Saved data entries –
---
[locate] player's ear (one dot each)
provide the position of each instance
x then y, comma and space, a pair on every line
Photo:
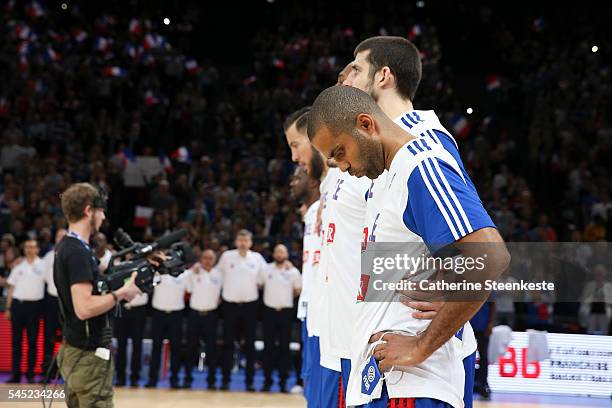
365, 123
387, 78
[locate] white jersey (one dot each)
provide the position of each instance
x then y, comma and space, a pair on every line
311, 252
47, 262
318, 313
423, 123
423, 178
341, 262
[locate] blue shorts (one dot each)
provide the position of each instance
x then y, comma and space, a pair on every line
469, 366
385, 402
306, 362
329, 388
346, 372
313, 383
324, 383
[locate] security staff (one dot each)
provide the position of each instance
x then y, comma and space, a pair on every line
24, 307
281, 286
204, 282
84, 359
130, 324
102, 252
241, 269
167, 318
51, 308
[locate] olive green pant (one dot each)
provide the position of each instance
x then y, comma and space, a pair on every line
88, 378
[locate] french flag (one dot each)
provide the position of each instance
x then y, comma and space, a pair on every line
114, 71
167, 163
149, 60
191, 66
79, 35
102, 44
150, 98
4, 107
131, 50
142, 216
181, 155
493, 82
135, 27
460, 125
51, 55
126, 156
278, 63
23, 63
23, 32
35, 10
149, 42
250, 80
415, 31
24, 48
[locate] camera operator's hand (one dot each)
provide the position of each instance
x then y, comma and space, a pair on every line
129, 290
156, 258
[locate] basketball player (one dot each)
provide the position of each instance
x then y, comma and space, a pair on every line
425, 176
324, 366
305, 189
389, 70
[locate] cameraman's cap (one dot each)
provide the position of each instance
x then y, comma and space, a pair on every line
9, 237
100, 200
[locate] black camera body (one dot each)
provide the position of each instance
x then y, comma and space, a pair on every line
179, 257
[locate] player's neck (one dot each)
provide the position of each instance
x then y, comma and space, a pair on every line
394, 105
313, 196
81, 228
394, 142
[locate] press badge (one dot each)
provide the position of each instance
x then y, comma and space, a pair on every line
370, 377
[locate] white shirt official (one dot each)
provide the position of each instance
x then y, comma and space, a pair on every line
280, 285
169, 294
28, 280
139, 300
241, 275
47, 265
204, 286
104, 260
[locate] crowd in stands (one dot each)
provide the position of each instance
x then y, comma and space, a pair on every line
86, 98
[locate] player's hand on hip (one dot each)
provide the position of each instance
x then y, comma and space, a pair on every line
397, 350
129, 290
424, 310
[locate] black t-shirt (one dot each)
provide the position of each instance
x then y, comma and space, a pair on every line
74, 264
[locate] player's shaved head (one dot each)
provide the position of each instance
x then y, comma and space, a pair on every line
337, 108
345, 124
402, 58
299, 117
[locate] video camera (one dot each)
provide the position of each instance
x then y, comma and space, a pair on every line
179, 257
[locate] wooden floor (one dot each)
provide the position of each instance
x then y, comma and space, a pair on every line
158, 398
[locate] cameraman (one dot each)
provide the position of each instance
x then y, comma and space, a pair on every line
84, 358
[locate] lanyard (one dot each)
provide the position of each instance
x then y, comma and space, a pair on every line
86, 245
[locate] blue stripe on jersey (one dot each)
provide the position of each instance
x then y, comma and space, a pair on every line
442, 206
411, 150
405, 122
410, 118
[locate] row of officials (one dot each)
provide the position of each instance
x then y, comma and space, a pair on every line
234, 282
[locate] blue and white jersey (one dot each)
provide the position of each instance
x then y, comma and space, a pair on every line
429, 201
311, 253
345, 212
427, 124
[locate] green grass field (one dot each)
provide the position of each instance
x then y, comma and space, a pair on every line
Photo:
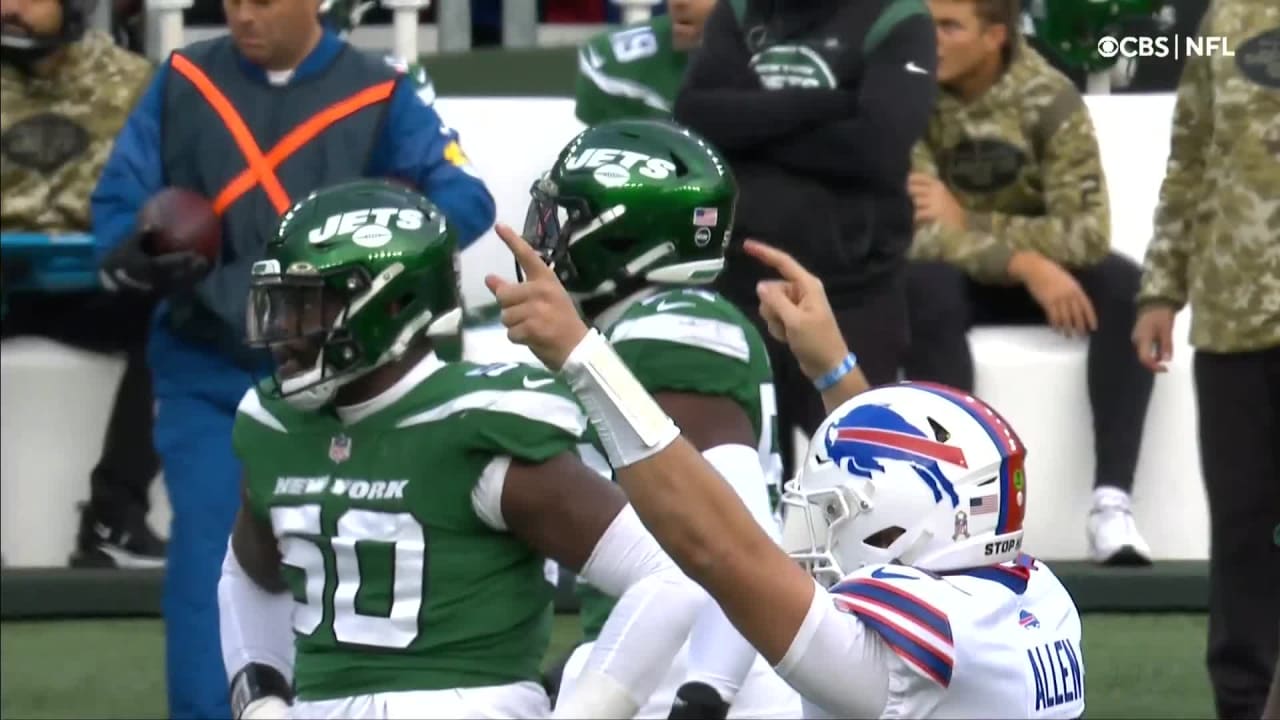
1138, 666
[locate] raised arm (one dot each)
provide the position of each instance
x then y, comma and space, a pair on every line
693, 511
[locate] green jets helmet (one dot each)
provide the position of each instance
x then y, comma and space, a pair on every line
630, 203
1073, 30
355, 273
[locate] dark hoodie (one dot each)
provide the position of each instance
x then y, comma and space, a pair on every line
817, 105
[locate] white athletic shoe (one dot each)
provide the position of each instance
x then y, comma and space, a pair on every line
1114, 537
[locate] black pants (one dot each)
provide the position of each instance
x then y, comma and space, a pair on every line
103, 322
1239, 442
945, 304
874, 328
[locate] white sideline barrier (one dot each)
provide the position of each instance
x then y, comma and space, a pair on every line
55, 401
---
The problem –
Rewrite all of the items above, replacing every occurrence of "one dot each" with "one point per instance" and leaving the rest unchanged, and omit the pictures from your answer.

Answer in full –
[locate] player's ear (one point per instance)
provide the position of each instance
x then y, comma and space, a pair on every line
Photo:
365, 123
387, 78
[locate] white jersey (one point per instance)
provide the position of each instance
x then y, comma and space, a pair on every line
311, 252
47, 262
318, 313
423, 123
423, 178
341, 262
[locate] blue shorts (one point per instance)
provide the position of each instance
x then y, comma and space, a pair on every line
469, 366
385, 402
306, 362
329, 388
346, 372
313, 383
324, 383
[locate] security staff (one point per instance)
provide the position of each instance
x then y, comma and space, a pair on every line
24, 307
281, 286
204, 282
84, 359
130, 324
102, 252
241, 269
167, 318
51, 308
[locate] olive green pant (one point per instance)
provide the position of each instance
x then y, comma and space, a pair on every line
88, 378
[locate] french flag (one point per instance)
provide the position of each instance
x then y, comma and space, a pair on every line
114, 71
167, 163
149, 60
191, 66
79, 35
102, 44
150, 98
4, 107
131, 50
142, 216
181, 155
493, 82
135, 27
460, 125
51, 55
126, 156
278, 63
23, 63
23, 32
35, 10
149, 42
250, 80
415, 31
24, 48
[locate] camera operator's hand (one point per instance)
provide the position of each instance
x then y, comma and space, a pair on every line
129, 290
156, 258
[locate] basketball player (one point per instance)
provide the position of each instance
x then y, comma and space, a pair on every line
425, 176
324, 366
305, 189
389, 70
[locate] cameraman's cap (one point per instance)
provide the position of each instance
x then y, comma and space, a pair on every line
9, 237
100, 200
[locate] black camera body (one point per instance)
provide the position of each instance
x then y, comma and space, a pair on every line
179, 257
[locate] player's neck (one point per instance)
provide the position of each instance
x then y, comma and space, a pair on every line
394, 105
313, 196
81, 228
394, 142
[locate] press badge (one point per instance)
provide the position of each instance
x then y, comma and space, a pair on every line
370, 377
[locate] white shirt official (one point per instance)
provide the position of each instance
x then y, comma and space, a pair on every line
280, 285
169, 294
28, 280
139, 300
241, 275
47, 265
204, 286
104, 260
[locate] crowd in stands (one point per instance)
provide the position of each instance
x then y, comma and space, a pair on every line
86, 98
[locate] player's hand on hip (one point per instance)
provide the position of each instance
x then y, comma and space, a pair on every line
397, 350
129, 290
424, 310
[locate] black t-shirt (one point per instance)
provide the position of each instance
x then y, comma and space, a pair on every line
74, 264
[locate] player's shaved head (one point per instance)
provide the position of each instance
x then y, comma and space, a pair on every line
337, 108
345, 124
402, 58
299, 117
[locate] video camera (one point per instance)
provide the position of each instance
x then y, comma and space, a pair on every line
179, 257
[locate] wooden floor (one point per instance)
provide the position of each instance
x then y, comma and space, a pair on every line
158, 398
[locate] cameraman (one point per instance)
provide the position of each instance
x then y, comma and space, a pair on every line
84, 358
[locate] lanyard (one point per instance)
provide the position of each instance
x then y, comma and space, a pair on every line
86, 245
[locate] blue stripe on jersey (one point per instance)
provide the position of each instance
x then y, comma and space, a pair on every line
442, 206
411, 150
405, 122
410, 118
[locate] row of officials (one point per instance)
provide the position of each instance
x then y, comma and space, a pair on every line
234, 282
[locate] blue and white jersey (one point per instance)
provide the position of each instance
x then y, comma and space, a pair on every line
429, 201
311, 253
345, 212
427, 124
[locate] green grass field (one point per instance)
provide the position of each instance
x then y, comma and space, a pair on every line
Photo:
1138, 666
[locate] raised arm (one point per instance)
provide the position of each instance
x then y, comma and space, a pair on every line
693, 511
[locate] green jets helmet (one point per instance)
provide the position of each instance
x then y, comma and space, a pair on every line
630, 203
1073, 30
355, 273
[locate] dark hoodie (one point per instance)
provide the position of each instance
x then y, comma and space, a pair on every line
817, 105
[locate] white athletic shoe (one point per instance)
provide the position of each instance
x then y, comma and space, a pair on every line
1114, 537
[locate] black pants (one point per instance)
provide the position of each instance
x then y, comma and space, a pair on every line
103, 322
1239, 442
945, 304
874, 328
[locate] white sideline barrier (one point per instance)
provide the position of each instance
x then y, comma and space, a pair on every line
55, 401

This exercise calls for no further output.